▶ **YOUR TASK**
The task calls for every line of the data to be retyped exactly.

▶ **Recorded data**

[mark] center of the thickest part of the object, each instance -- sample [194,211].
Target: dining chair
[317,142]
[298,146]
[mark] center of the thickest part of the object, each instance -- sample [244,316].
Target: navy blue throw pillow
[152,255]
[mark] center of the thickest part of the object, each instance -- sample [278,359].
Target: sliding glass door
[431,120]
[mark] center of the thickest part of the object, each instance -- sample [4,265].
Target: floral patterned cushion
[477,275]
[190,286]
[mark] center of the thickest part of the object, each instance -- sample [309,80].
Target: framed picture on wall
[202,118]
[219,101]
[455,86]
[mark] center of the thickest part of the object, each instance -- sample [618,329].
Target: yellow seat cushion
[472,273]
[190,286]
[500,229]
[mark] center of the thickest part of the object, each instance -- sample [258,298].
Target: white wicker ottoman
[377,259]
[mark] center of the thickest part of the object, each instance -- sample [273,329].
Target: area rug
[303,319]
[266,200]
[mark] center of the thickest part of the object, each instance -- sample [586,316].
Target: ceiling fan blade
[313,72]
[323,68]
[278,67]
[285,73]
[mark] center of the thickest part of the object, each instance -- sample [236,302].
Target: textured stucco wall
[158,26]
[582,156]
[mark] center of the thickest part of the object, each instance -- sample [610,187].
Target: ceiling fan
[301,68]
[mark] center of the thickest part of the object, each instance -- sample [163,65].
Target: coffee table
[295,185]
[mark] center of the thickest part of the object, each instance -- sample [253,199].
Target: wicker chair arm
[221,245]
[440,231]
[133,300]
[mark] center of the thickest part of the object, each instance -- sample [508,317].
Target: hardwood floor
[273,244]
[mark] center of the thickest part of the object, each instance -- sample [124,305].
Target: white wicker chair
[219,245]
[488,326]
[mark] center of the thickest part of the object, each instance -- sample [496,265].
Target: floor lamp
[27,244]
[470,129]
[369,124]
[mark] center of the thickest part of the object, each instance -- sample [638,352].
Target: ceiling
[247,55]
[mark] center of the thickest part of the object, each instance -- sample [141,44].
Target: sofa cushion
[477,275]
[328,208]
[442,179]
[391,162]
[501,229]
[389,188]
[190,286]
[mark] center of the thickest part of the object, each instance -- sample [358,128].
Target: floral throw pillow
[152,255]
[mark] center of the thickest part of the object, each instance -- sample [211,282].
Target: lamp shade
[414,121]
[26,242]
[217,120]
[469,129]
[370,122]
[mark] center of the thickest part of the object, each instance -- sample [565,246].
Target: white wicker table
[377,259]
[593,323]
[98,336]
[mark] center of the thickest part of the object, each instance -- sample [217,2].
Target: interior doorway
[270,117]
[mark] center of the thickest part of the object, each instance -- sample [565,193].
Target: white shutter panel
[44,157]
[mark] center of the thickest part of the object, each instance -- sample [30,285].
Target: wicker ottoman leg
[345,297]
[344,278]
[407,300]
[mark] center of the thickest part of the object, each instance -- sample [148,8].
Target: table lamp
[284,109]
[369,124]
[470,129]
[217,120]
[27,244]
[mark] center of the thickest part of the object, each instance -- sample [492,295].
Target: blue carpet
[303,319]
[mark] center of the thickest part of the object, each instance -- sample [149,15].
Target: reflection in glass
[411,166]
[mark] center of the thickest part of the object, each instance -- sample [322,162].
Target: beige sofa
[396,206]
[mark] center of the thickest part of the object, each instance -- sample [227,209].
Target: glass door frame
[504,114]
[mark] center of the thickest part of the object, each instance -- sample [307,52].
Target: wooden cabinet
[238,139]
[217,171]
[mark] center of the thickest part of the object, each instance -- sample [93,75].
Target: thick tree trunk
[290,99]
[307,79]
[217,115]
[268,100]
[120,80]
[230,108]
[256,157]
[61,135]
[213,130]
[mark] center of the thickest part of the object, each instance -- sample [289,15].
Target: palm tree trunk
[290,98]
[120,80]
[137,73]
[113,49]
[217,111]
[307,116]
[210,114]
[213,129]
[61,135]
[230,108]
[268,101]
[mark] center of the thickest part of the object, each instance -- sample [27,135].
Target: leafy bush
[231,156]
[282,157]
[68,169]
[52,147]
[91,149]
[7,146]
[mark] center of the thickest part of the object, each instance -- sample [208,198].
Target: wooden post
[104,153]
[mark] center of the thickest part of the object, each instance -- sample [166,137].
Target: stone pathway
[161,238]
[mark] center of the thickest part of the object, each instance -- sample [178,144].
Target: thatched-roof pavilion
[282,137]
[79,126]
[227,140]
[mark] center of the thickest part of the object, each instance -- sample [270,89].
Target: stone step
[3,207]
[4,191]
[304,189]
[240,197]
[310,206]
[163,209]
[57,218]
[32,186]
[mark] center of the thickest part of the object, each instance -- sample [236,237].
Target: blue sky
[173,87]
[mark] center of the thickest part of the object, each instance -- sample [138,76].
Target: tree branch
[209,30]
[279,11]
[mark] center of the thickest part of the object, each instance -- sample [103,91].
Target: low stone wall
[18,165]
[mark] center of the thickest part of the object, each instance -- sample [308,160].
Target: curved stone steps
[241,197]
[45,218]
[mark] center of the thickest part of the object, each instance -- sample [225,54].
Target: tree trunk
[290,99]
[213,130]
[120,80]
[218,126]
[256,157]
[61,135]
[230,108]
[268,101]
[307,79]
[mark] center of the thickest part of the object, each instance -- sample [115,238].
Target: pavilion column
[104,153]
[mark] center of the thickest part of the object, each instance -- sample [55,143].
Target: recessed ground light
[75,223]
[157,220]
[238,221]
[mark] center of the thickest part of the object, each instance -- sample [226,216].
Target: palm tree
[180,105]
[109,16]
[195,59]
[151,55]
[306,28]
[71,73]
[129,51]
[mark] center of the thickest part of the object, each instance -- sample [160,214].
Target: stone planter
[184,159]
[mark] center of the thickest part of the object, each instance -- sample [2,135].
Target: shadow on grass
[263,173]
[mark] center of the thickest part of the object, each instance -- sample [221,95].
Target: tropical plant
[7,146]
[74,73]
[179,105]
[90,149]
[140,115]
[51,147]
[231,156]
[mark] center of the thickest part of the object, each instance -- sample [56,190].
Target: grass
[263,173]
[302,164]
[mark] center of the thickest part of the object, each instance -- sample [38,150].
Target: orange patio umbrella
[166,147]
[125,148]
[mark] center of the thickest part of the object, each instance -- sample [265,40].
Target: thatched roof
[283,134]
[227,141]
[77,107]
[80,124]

▶ **WRITTEN ANSWER**
[mark] center of the thickest part of the object, each instance -- sample [194,211].
Target: dining chair
[317,142]
[298,146]
[mark] center of the thickest part of the object, each instance -- sample [244,316].
Target: navy blue throw pillow
[152,255]
[mark] center of the thickest part of the object, each instance -- sample [278,359].
Target: sliding glass door
[431,120]
[mark] center of the thickest part of the object, each instance -- sample [4,265].
Target: floral patterned cushion
[477,275]
[190,286]
[mark] center of the thickest part of the object, each instance -- sample [309,80].
Target: framed picture on wall
[202,118]
[219,101]
[455,86]
[mark] center of the thickest part of the object, each instance -- sample [618,329].
Target: yellow seat cushion
[472,273]
[190,286]
[500,229]
[mark] center of the thickest part of the object, each instance -- sample [258,298].
Target: white wicker ottoman
[377,259]
[mark] center of the thickest part of the object, each instance -- sample [273,329].
Target: area rug
[303,319]
[266,200]
[mark] center of the thickest part of the object, each instance -- sample [586,316].
Target: ceiling fan blade
[313,72]
[323,68]
[278,67]
[285,73]
[mark] center of the thickest part of the object, each instance -- sample [236,302].
Target: textured stucco wall
[158,26]
[582,156]
[mark] center of the thickest part of the object, each instance -- sample [610,187].
Target: ceiling fan
[301,68]
[mark] center of the thickest part of the object, each instance -- sample [163,65].
Target: coffee table
[295,185]
[mark] center of the thickest part of the object, each instance -- sample [253,199].
Target: wicker chair arm
[221,245]
[440,231]
[133,300]
[mark] center of the thickest part of the object, each instance -- sample [508,317].
Target: hardwood floor
[273,244]
[mark] center of the thickest part of the object, each instance -- sample [124,305].
Target: white wicker chair
[219,245]
[488,326]
[mark] center of the thickest part of the object, each instance -- sample [496,265].
Target: floor lamp
[27,244]
[470,129]
[369,124]
[mark] center of the thickest part of the object, each instance -- sample [638,352].
Target: ceiling
[247,55]
[mark] center of the thickest part of the object, each instance -- sample [141,44].
Target: sofa cushion
[477,275]
[328,208]
[442,179]
[391,162]
[501,229]
[389,188]
[190,286]
[mark] center of the thickest part of the object, each instance -- sample [358,128].
Target: floral throw pillow
[152,255]
[mark] center of the thickest part of the object, each instance -- sample [211,282].
Target: lamp shade
[414,121]
[26,242]
[217,120]
[469,129]
[370,122]
[mark] center of the thickest part of the object, each instance -- sample [565,246].
Target: white wicker table
[377,259]
[593,323]
[98,336]
[mark] center of the thickest part of the object, each instance -- sample [217,2].
Target: interior doorway
[270,117]
[mark] center of the thickest part of the object, each instance -- sample [565,193].
Target: white shutter panel
[44,157]
[mark] center of the thickest part of the object, each instance -- sample [30,285].
Target: wicker ottoman leg
[345,297]
[344,278]
[407,300]
[mark] center of the thickest part of the object, each instance -- sample [148,8].
Target: table lamp
[284,109]
[369,124]
[470,129]
[217,120]
[27,244]
[mark] center of the thickest part of the object, each instance -- sample [492,295].
Target: blue carpet
[303,319]
[mark] center of the thickest part of the object, each instance -- sample [149,15].
Target: reflection in glass
[411,166]
[mark] center of the thickest part of the object, each instance -- sample [322,162].
Target: beige sofa
[396,206]
[mark] center of the thickest part of the object, each instance -- sample [227,209].
Target: glass door frame
[504,114]
[mark] center of the thickest part of the object, each instance -- sample [307,52].
Target: wooden cabinet
[238,139]
[217,171]
[mark] center of the thickest part of the object, each instance -- sample [93,75].
Target: thick tree trunk
[290,99]
[307,79]
[217,115]
[268,100]
[120,80]
[230,108]
[256,157]
[61,135]
[213,130]
[mark] center of the thickest part of the object, each instance -- sample [289,15].
Target: palm tree trunk
[290,98]
[120,80]
[137,73]
[113,49]
[217,111]
[307,116]
[210,114]
[213,129]
[61,135]
[230,108]
[268,101]
[mark] center of the thickest part of the object, each instance -- sample [27,135].
Target: leafy bush
[231,156]
[282,157]
[68,169]
[52,147]
[91,149]
[7,146]
[mark] center of the thickest part of the object, each instance -- sample [208,198].
Target: wooden post
[104,153]
[mark] center of the thickest part of the object, each instance -- sample [166,137].
Target: stone pathway
[161,238]
[mark] center of the thickest part of the object, each instance -- sample [178,144].
Target: thatched-roof pavilion
[282,137]
[79,126]
[227,140]
[mark] center of the thickest part of the object, each instance -- sample [270,89].
Target: stone step
[3,207]
[4,191]
[304,189]
[240,197]
[310,206]
[163,209]
[57,218]
[32,186]
[mark] center of the thickest part of the object, each instance -- sample [236,237].
Target: blue sky
[173,87]
[mark] center of the thickest part of the object, each instance -- sample [138,76].
Target: tree branch
[209,30]
[279,11]
[mark] center of the thickest part of the object, each instance -- sample [103,91].
Target: low stone wall
[18,165]
[mark] center of the thickest part of the object, each instance -- sample [308,160].
Target: curved stone steps
[241,197]
[45,218]
[mark] center of the thickest part of the object, each instance -- sample [225,54].
Target: tree trunk
[290,99]
[213,130]
[120,80]
[218,126]
[256,157]
[61,135]
[230,108]
[268,101]
[307,79]
[mark] center of the thickest part of the object, each instance -- sample [115,238].
Target: pavilion column
[104,153]
[mark] center of the thickest part of the object, each instance -- sample [55,143].
Target: recessed ground light
[75,223]
[157,220]
[238,221]
[mark] center of the thickest part of the object, each instance -- sample [226,216].
Target: palm tree
[180,105]
[109,16]
[195,59]
[151,55]
[306,28]
[71,73]
[129,51]
[mark] center of the thickest part of the object, each instance -- sample [160,214].
Target: stone planter
[184,159]
[mark] center of the thickest part of the object, each instance -- sample [2,135].
Target: shadow on grass
[263,173]
[mark] center of the thickest part of the object, each instance -- sample [221,95].
Target: tropical plant
[7,146]
[74,73]
[179,105]
[90,149]
[140,115]
[51,147]
[231,156]
[mark] center of the thickest part of the object, each instance -- sample [56,190].
Target: grass
[263,173]
[302,164]
[mark] center of the thickest part of the object, each instance -- sample [38,150].
Target: orange patio umbrella
[166,147]
[125,148]
[mark] center of the thickest part of the object, each instance -- sample [265,40].
Target: thatched roof
[283,134]
[227,141]
[77,107]
[80,124]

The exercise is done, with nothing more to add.